What do the lines say from the one containing "Could you please point out the owl's beak" to the end of the records? Restate them word for word, and only those.

START Recorded data

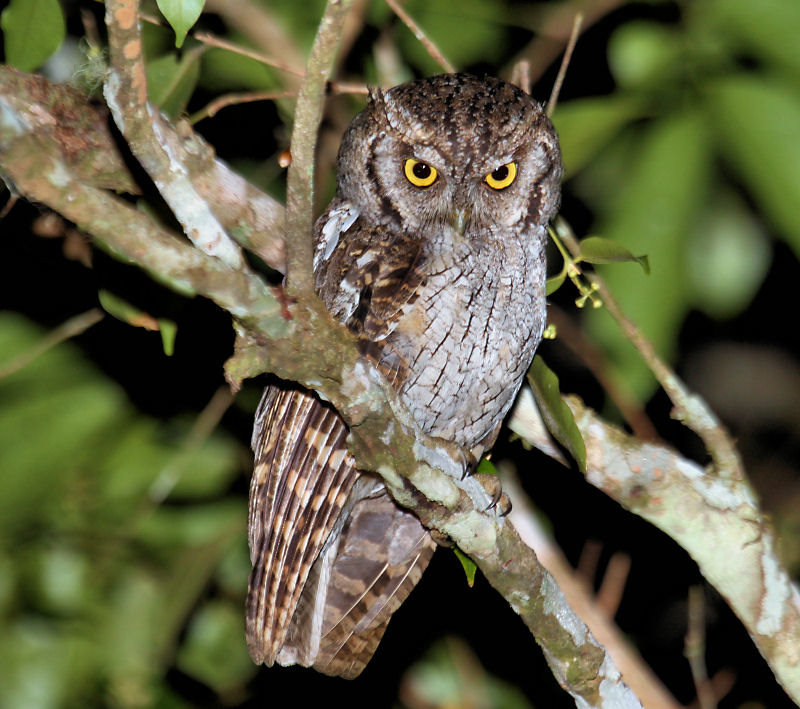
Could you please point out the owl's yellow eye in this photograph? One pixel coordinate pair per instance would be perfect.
(502, 177)
(419, 173)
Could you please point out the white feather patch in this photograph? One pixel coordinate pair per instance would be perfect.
(339, 221)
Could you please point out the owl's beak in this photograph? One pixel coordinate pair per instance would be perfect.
(459, 219)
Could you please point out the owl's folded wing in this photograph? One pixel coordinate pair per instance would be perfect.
(380, 558)
(333, 556)
(372, 276)
(301, 480)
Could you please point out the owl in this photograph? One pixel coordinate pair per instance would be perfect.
(433, 254)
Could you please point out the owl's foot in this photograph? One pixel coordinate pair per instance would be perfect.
(501, 502)
(470, 463)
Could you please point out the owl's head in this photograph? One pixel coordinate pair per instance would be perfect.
(477, 154)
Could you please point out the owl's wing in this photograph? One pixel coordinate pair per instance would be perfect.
(367, 574)
(333, 556)
(372, 276)
(301, 480)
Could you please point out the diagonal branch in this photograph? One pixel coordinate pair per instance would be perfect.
(299, 342)
(307, 118)
(716, 520)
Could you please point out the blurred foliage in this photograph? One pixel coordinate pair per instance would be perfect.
(122, 552)
(698, 141)
(100, 574)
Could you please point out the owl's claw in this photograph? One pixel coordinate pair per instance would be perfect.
(470, 464)
(500, 500)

END Recorded data

_Reply_
Could you please point out the owl's beak in this photograph? One pixel coordinate pair per instance would be perfect.
(459, 219)
Could you please point out the owl's folded wing in this photograph? One pixel coordinate pair per instance would be perfect.
(380, 558)
(333, 556)
(372, 276)
(301, 480)
Could you please point out the owl in this photograph? One pixel coordinate pair per instance would be perfect.
(433, 254)
Could you please point out the owl's foot in this photograph? One pixel coordinate pair per instance would be perfect.
(501, 502)
(470, 463)
Could you please point out the owl's head in this photograph? One pixel coordinate pair per instance would be perfect.
(477, 154)
Could you please point out the owl's wing in this photograph? One pixel coordinate pair per instance would be perfect.
(367, 574)
(333, 556)
(372, 276)
(301, 480)
Could you please point out the diagonal branch in this photograph? One pixel coordinate pair per instance would be perfect.
(299, 342)
(307, 118)
(716, 520)
Could you please point out the blurred foliage in this photograph? One pixel coordinate pair per instance would be perfect.
(122, 552)
(698, 141)
(100, 574)
Could you please point out the owl's claw in this photograph? One pixel coordinate pair per instance would be perfect.
(470, 464)
(500, 500)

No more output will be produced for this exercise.